▸ **PAGE**:
------------------------------------
Analyser les processus de ségrégation scolaire demeure un objet de recherche majeur à l’heure où de plus en plus de voix dénoncent l’absence de mixité sociale. Le dernier numéro des Actes de la recherche en sciences sociales propose des études empiriques nouvelles sur la production de la ségrégation scolaire, ainsi qu’une réflexion inédite sur l’articulation entre la notion de ségrégation et celle de reproduction sociale.

Recensé : « École ségrégative, école reproductive », Actes de la recherche en sciences sociales, décembre 2009, n° 180.

Si la ségrégation et la reproduction sociale à l’école sont des problématiques relativement classiques en sociologie de l’éducation, le dernier numéro des Actes de la recherche en sciences sociales renouvelle la réflexion dans ce domaine en se penchant sur la façon dont peuvent s’articuler ces deux notions. Apparus en France dans les années 1980, à une époque de massification de l’enseignement et de diversification de l’offre éducative, les travaux sociologiques portant sur la disparité des contextes de scolarisation se voulaient initialement une alternative à l’approche très « unifiée » du système scolaire proposé dans la Reproduction par Bourdieu et Passeron en 1970. Or, dans ce numéro, comme l’annoncent dans l’introduction Choukri Ben Ayed et Frank Poupeau, l’approche territoriale n’est pas considérée comme un concurrent du modèle de la reproduction mais plutôt comme une modalité permettant de le décliner.

Une autre originalité de ce numéro réside dans l’analyse en amont des processus de ségrégation, dont on sait, depuis les travaux sur les effets de contexte, qu’elle affecte ensuite la réussite scolaire des élèves par l’intermédiaire des « effets-établissements » et des « effets-classes » [1]. Les différentes contributions présentent ainsi des éléments empiriques permettant d’entrouvrir la « boîte noire » de la ségrégation, en portant l’attention non pas sur les caractéristiques institutionnelles de l’offre scolaire mais sur les acteurs qui, à l’extérieur de l’école, opèrent ou valident ces choix, à savoir les familles et les acteurs académiques.
------------------------------------
▸ **Entrées enregistrées**:
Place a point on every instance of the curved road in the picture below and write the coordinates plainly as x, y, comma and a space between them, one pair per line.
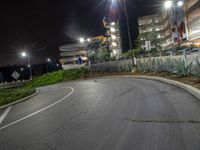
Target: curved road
104, 114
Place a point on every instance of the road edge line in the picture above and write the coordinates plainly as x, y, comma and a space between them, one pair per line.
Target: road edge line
19, 101
188, 88
5, 113
41, 110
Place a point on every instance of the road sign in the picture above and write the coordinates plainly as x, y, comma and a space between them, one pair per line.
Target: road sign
15, 75
148, 45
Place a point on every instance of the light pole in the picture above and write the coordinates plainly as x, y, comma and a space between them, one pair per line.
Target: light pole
24, 54
83, 42
48, 61
22, 70
128, 29
174, 5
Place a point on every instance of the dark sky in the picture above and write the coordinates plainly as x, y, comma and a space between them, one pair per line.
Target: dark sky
43, 25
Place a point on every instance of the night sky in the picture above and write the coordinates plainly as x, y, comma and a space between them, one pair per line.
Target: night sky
44, 25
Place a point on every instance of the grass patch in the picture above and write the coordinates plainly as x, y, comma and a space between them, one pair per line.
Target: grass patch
56, 77
11, 95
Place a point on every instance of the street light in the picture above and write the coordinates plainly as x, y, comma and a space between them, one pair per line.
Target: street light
82, 40
48, 60
22, 70
180, 3
128, 29
24, 54
168, 4
88, 40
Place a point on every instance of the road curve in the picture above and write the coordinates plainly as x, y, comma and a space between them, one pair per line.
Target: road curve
104, 114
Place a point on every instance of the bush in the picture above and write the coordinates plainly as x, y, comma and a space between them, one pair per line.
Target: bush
11, 95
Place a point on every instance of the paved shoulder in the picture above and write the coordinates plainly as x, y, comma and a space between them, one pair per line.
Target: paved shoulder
109, 114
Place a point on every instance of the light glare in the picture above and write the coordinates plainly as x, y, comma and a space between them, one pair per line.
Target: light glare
168, 4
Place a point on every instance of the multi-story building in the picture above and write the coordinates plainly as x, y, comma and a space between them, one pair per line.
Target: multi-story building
72, 52
193, 20
114, 38
177, 26
156, 29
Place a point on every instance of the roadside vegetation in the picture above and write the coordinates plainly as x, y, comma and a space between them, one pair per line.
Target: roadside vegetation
14, 94
11, 95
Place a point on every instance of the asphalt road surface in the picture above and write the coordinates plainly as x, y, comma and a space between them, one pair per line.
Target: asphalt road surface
104, 114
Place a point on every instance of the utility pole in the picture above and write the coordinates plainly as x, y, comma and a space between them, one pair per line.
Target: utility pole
128, 29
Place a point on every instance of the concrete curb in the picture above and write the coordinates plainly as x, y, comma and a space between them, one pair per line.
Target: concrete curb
190, 89
19, 101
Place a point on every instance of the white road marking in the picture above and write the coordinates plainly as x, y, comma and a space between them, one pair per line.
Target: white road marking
3, 116
37, 112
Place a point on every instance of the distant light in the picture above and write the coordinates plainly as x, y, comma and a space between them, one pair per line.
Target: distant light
48, 59
168, 4
180, 3
113, 37
82, 40
112, 29
114, 44
23, 54
113, 23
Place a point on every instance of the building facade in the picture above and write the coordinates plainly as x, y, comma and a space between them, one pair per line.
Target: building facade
71, 53
193, 18
177, 26
113, 38
156, 29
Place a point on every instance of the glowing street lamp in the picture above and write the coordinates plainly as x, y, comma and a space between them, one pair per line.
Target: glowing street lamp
113, 23
48, 59
88, 39
180, 3
24, 54
168, 4
112, 29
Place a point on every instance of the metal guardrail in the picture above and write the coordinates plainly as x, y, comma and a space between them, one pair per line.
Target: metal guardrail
11, 85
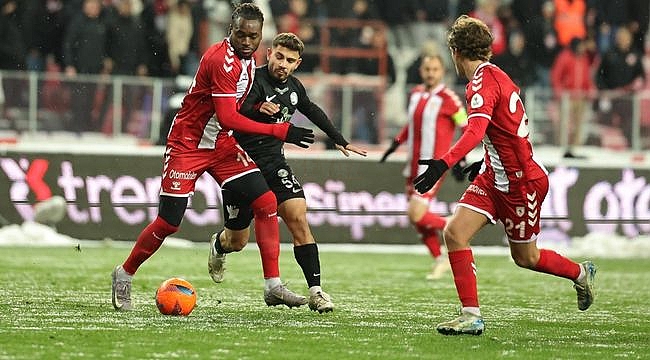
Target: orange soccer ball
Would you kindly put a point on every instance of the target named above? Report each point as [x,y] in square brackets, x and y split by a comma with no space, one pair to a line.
[175,296]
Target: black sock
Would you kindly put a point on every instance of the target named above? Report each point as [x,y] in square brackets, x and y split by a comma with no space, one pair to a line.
[307,258]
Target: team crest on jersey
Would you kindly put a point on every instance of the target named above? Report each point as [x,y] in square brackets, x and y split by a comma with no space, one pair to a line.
[477,101]
[281,91]
[282,173]
[233,211]
[520,211]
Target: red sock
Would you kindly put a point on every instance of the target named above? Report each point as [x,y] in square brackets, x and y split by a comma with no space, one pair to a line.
[553,263]
[267,233]
[431,239]
[432,221]
[464,270]
[148,242]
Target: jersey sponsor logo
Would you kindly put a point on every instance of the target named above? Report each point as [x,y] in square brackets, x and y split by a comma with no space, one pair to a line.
[477,190]
[477,101]
[182,175]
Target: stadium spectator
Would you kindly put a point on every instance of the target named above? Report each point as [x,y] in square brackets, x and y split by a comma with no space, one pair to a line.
[571,76]
[639,21]
[154,18]
[274,97]
[541,43]
[508,185]
[85,51]
[516,62]
[621,73]
[128,50]
[434,112]
[570,20]
[12,44]
[178,33]
[43,26]
[610,16]
[200,140]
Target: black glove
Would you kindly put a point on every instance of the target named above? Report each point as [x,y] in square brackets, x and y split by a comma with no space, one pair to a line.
[300,136]
[425,181]
[472,170]
[457,170]
[389,151]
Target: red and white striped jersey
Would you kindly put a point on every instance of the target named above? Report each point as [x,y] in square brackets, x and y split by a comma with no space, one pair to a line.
[433,116]
[492,95]
[221,74]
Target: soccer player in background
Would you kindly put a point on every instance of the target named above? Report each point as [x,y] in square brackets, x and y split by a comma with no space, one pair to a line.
[200,140]
[434,112]
[274,97]
[509,185]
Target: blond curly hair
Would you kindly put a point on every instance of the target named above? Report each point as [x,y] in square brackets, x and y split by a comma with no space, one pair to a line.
[471,38]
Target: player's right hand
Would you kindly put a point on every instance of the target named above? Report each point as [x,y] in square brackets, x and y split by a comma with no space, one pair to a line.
[472,170]
[302,137]
[391,149]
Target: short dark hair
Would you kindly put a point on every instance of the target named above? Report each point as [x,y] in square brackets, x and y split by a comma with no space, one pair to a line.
[248,11]
[471,38]
[290,41]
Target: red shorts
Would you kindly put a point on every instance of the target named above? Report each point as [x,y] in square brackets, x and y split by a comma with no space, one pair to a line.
[182,168]
[519,210]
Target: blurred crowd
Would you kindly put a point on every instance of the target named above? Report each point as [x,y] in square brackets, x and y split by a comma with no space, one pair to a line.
[164,38]
[566,46]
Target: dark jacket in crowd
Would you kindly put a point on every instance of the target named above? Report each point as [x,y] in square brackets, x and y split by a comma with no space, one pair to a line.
[85,44]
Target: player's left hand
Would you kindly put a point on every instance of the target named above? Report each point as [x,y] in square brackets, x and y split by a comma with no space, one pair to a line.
[269,108]
[425,181]
[457,170]
[349,147]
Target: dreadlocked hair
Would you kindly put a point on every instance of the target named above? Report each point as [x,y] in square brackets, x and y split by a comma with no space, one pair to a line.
[247,11]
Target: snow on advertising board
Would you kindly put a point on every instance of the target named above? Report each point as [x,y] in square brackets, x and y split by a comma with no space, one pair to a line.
[115,196]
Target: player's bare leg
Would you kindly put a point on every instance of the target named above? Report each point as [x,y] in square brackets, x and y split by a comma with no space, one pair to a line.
[294,214]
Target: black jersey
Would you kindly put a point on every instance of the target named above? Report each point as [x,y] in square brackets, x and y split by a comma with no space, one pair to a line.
[266,151]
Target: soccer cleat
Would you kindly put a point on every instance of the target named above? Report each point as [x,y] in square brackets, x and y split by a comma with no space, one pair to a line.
[466,323]
[439,269]
[280,295]
[216,261]
[585,288]
[121,290]
[321,302]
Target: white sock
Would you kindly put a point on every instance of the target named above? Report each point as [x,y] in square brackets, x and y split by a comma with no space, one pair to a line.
[123,275]
[472,310]
[270,283]
[582,275]
[315,290]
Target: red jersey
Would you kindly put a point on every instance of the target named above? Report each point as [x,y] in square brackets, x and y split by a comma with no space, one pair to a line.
[496,113]
[432,119]
[222,79]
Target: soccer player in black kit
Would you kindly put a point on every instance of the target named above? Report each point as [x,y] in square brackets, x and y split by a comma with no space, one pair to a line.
[275,95]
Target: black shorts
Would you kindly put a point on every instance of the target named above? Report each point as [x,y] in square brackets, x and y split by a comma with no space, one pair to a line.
[236,208]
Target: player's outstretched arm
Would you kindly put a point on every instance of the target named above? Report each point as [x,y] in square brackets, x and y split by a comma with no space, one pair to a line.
[351,148]
[230,119]
[425,181]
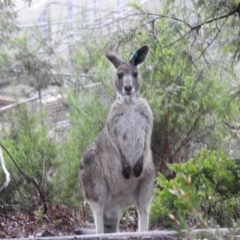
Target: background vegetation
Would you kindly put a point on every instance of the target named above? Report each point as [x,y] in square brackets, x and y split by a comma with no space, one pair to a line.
[191,81]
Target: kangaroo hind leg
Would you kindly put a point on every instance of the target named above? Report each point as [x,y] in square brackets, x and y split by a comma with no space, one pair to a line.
[111,221]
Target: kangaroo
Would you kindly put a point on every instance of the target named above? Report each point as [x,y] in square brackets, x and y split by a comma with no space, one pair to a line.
[117,170]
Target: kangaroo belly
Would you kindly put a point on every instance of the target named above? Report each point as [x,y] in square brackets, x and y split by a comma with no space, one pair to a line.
[131,133]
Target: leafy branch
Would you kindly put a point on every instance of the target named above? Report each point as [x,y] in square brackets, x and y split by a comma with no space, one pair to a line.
[28,178]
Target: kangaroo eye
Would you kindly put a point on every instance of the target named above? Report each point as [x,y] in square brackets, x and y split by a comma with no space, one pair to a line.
[135,74]
[120,75]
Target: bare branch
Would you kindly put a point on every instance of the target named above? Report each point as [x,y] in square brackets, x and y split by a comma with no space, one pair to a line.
[5,171]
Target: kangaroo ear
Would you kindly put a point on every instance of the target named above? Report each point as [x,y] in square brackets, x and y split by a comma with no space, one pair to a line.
[113,58]
[139,56]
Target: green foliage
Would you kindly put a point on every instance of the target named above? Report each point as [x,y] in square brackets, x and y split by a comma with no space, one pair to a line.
[205,185]
[86,116]
[34,152]
[186,84]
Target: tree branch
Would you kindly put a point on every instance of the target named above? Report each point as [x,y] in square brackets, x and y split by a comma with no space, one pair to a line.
[28,178]
[5,171]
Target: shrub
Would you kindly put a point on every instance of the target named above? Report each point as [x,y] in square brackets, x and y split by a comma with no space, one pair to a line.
[34,152]
[206,185]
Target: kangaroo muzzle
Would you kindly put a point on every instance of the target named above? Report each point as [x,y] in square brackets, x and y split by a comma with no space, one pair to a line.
[127,85]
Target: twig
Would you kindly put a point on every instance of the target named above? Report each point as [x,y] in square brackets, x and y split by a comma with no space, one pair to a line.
[28,178]
[14,220]
[5,171]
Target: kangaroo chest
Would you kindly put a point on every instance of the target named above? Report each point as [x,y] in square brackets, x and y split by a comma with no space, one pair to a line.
[129,127]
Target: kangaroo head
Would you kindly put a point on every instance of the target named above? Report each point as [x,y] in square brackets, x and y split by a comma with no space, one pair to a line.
[127,81]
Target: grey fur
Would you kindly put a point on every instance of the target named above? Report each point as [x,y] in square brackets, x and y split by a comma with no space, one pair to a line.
[116,170]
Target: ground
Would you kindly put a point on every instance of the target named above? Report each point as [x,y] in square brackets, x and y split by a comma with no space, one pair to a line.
[59,221]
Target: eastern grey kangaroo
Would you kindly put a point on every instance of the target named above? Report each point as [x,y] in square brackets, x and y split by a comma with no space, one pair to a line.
[117,170]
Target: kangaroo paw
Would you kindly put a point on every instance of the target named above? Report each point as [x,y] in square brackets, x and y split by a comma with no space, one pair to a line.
[138,168]
[126,171]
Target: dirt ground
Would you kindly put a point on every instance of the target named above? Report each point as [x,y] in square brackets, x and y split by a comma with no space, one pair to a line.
[58,221]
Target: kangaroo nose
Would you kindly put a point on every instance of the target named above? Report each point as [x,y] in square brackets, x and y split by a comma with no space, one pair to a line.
[128,89]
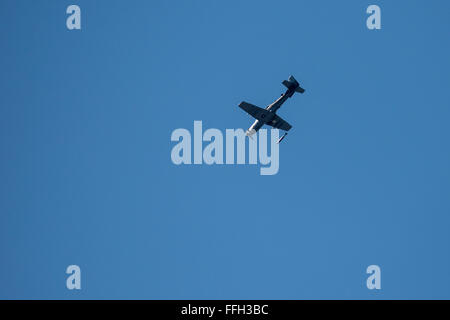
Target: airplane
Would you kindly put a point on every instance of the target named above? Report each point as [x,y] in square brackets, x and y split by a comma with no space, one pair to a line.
------------------------------------
▸ **CONSIGNE 1**: Transcrivez tout le passage du texte sur la ségrégation scolaire qui va de « Une autre originalité » jusqu'à « les acteurs académiques. ».
▸ **CONSIGNE 2**: Rédigez la suite du texte sur la ségrégation scolaire, en reprenant juste après sa dernière phrase.

▸ **RÉSULTAT 1**:
Une autre originalité de ce numéro réside dans l’analyse en amont des processus de ségrégation, dont on sait, depuis les travaux sur les effets de contexte, qu’elle affecte ensuite la réussite scolaire des élèves par l’intermédiaire des « effets-établissements » et des « effets-classes » [1]. Les différentes contributions présentent ainsi des éléments empiriques permettant d’entrouvrir la « boîte noire » de la ségrégation, en portant l’attention non pas sur les caractéristiques institutionnelles de l’offre scolaire mais sur les acteurs qui, à l’extérieur de l’école, opèrent ou valident ces choix, à savoir les familles et les acteurs académiques.

▸ **RÉSULTAT 2**:
En se concentrant sur la fabrication, en coulisses, de la ségrégation scolaire, ces recherches suggèrent les nouveaux leviers qui permettraient aux politiques d’agir en faveur de la mixité. En effet, en la matière, les outils font plutôt défaut, comme le montre Choukri Ben Ayed dans l’article qui ouvre ce numéro. Dressant un historique instructif des politiques éducatives en faveur de la mixité sociale, l’auteur constate notamment que l’accent mis par les pouvoirs publics sur la lutte contre les ségrégations scolaires, à partir des années 1990, contraste avec la faiblesse des instruments institutionnels pour la mettre en œuvre. La carte scolaire, seule capable, faute d’autre moyen, de garantir une certaine mixité sociale, constitue selon l’auteur un instrument imparfait, d’une part parce qu’elle peut dans certains cas entériner les ségrégations urbaines, d’autre part parce qu’elle a, très tôt, été assouplie.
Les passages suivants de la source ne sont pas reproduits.